» **YOUR OBJECTIVE**: Write out the following lines exactly as they appear, without changing anything.

» **A run of records**:
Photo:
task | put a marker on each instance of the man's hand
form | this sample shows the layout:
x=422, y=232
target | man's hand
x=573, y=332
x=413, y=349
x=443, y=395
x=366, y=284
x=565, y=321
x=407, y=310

» **EXERCISE OUTPUT**:
Photo:
task | put a marker on each instance of the man's hand
form | this sample shows the layout:
x=422, y=232
target | man's hand
x=573, y=332
x=413, y=349
x=443, y=395
x=366, y=284
x=565, y=321
x=407, y=310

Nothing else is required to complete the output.